**Your task:** Pictures aside, return all of the records exactly as they stand.

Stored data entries
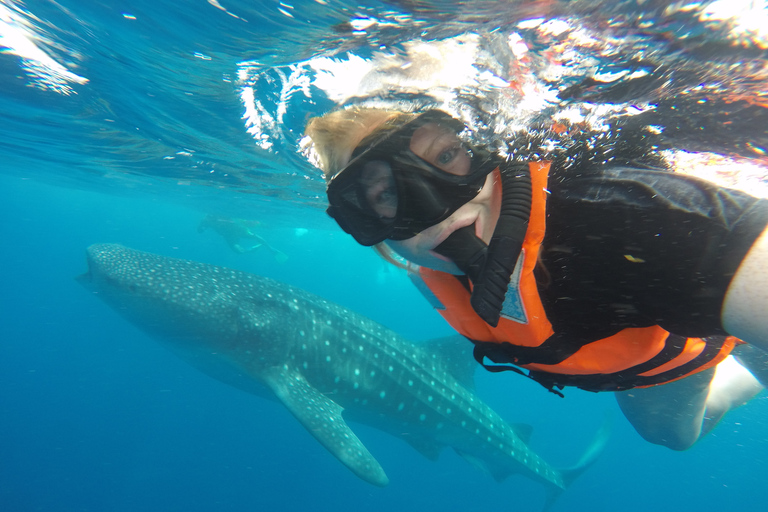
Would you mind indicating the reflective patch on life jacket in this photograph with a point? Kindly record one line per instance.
(513, 307)
(428, 294)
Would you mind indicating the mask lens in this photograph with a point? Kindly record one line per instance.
(378, 187)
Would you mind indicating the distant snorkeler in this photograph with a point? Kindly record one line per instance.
(609, 278)
(235, 230)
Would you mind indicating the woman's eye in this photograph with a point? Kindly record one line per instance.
(446, 156)
(387, 197)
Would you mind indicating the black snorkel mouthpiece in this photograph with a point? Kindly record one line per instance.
(466, 250)
(490, 267)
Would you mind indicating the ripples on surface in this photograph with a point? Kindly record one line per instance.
(218, 93)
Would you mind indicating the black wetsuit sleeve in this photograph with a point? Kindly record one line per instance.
(633, 248)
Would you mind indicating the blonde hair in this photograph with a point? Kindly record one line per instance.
(336, 135)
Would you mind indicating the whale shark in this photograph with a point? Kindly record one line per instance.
(326, 364)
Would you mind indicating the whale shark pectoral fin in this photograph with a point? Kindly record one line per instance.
(321, 416)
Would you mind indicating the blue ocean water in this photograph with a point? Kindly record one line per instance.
(96, 416)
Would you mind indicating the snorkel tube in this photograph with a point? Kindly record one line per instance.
(489, 267)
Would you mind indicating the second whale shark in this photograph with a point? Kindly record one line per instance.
(323, 362)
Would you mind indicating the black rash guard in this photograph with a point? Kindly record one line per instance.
(634, 248)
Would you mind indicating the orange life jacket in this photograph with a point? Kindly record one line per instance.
(633, 357)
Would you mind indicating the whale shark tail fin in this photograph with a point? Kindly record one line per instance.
(590, 455)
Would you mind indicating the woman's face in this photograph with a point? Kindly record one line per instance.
(442, 148)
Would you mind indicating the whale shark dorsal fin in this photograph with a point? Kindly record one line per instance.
(321, 416)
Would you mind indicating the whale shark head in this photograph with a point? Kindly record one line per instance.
(188, 303)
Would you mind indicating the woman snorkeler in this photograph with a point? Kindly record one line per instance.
(608, 279)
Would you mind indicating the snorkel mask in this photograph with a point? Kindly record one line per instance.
(387, 191)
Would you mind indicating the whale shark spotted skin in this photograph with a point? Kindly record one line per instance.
(324, 363)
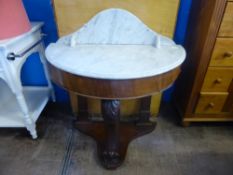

**Answer to the problem:**
Would you mind indicating the reflective patch on life jacket in this photograph with a point? Kindly record one line per instance.
(513, 307)
(428, 294)
Would you mind indicating the mask lens in this photograph with a point? Kindly record one line per instance.
(378, 187)
Would you mind indicating the distant snorkeler in this photograph with a point? Kindly record one line per instance.
(609, 278)
(235, 230)
Would you mind indicating the woman's eye in this photograph with a point? Kindly record one line per instance.
(446, 156)
(387, 197)
Would you mind indicating the black snorkel mouthpiece in this photograph with a point? Kindly record one line per instance.
(466, 250)
(490, 267)
Would you mind indicating the ripples on surface in this photograph with a point? Kindly record one line per instance.
(218, 93)
Would you mind indicating the black wetsuit sleeve in this photograph with a point? Kindly record one line per instance.
(633, 248)
Would you mind indicating the blonde hair in this photograph with a point? Kindly record one line per instance.
(336, 135)
Would you mind indicating the whale shark in this photograph with a point? Kindly record one line per instance.
(326, 364)
Would you mind indicating the whale shark pectoral fin in this photograph with a point? Kindly record one line per instance.
(321, 416)
Would you mind indicating the blue ocean water in this photograph with a point? Kindly record one line per instance.
(96, 416)
Would you mind indicating the snorkel tube in this photograph with a point? Kindly record one line per instance.
(489, 267)
Would you mind indicating the second whale shark in this photograph with a point? Kindly record one line per instance.
(323, 362)
Would you mind indicating the black rash guard in this photograph with a point? Kindly record one line per instance.
(634, 248)
Would you mind indicating the orange life jacket in this photograph with a point? Kindly record one line per instance.
(633, 357)
Would you mind indicating the whale shark tail fin in this photograph with a point? Kindly record one line per instance.
(590, 455)
Would you mind indicating the woman's face in this photograph with a point? Kindly record one line per instance.
(442, 148)
Would you mind indicating the whale shark dorsal fin in this photograph with a point? Kindly record one line per instance.
(321, 416)
Would you mind indicating the whale shark head in this photograph with a point? Kindly record one line per instance.
(188, 303)
Would you mind indicating the woman snorkeler in this photograph with a point? Kindly record one line per instance.
(608, 279)
Would you mind indicating the snorkel mask in this photograph with a point? Kindly record one line per instance.
(387, 191)
Would you mind indicating the whale shark spotted skin in this photograph with a point? Kindly record one line per instance.
(324, 363)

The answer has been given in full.